**QUÉ SE PIDE**.
Cita sin cambios el fragmento de la meditación sobre el Padre Nuestro que empieza con "Al final de" y continúa hasta "cumplió en él!".

**PASAJE MOSTRADO**.
/ domingo 11 de agosto de 2024

Opinión | Meditación del Padre Nuestro: Hágase tu voluntad

Al final de su vida pública, Jesús se vio en el deber de vivir letra por letra lo que antes había enseñado. ¿No había dicho a sus discípulos: “A quien te abofetea en la mejilla derecha, preséntale también la izquierda; al que te demande para quitarte la túnica, dale también el manto; y al que te pide que lo acompañes mil pasos, tú ve con él dos mil” (Mateo 5, 39-41)? Pues bien, todo esto hizo el Señor: la soldadesca lo escupió y lo abofeteó, pero él no devolvió los golpes; luego lo hicieron caminar más de mil metros, pero no con las manos vacías, sino cargando la cruz, y por último le quitaron la túnica para jugársela los dados. ¡Todo cuanto había dicho el Señor, se cumplió en él!

También había enseñado a sus discípulos: “Cuando oren, digan: Padre…, hágase tu voluntad”. Y, en sus últimos momentos, orando en un huerto de Jerusalén, dirá de acuerdo con su enseñanza: “Padre, si es tu voluntad, que pase de mí este cáliz, pero que no se haga lo que yo quiero...”.

**DATOS REGISTRADOS**.
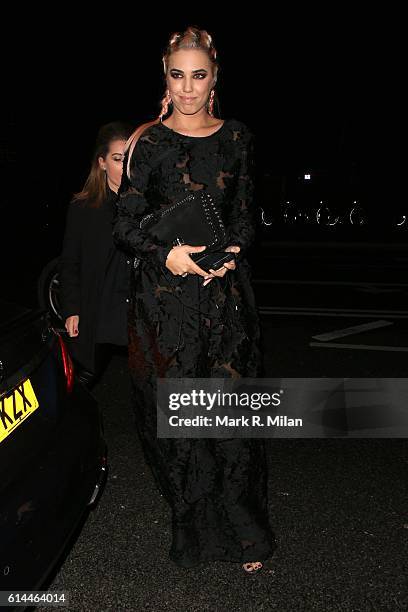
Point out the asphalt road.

**SOLUCIÓN DESARROLLADA**.
Al final de su vida pública, Jesús se vio en el deber de vivir letra por letra lo que antes había enseñado. ¿No había dicho a sus discípulos: “A quien te abofetea en la mejilla derecha, preséntale también la izquierda; al que te demande para quitarte la túnica, dale también el manto; y al que te pide que lo acompañes mil pasos, tú ve con él dos mil” (Mateo 5, 39-41)? Pues bien, todo esto hizo el Señor: la soldadesca lo escupió y lo abofeteó, pero él no devolvió los golpes; luego lo hicieron caminar más de mil metros, pero no con las manos vacías, sino cargando la cruz, y por último le quitaron la túnica para jugársela los dados. ¡Todo cuanto había dicho el Señor, se cumplió en él!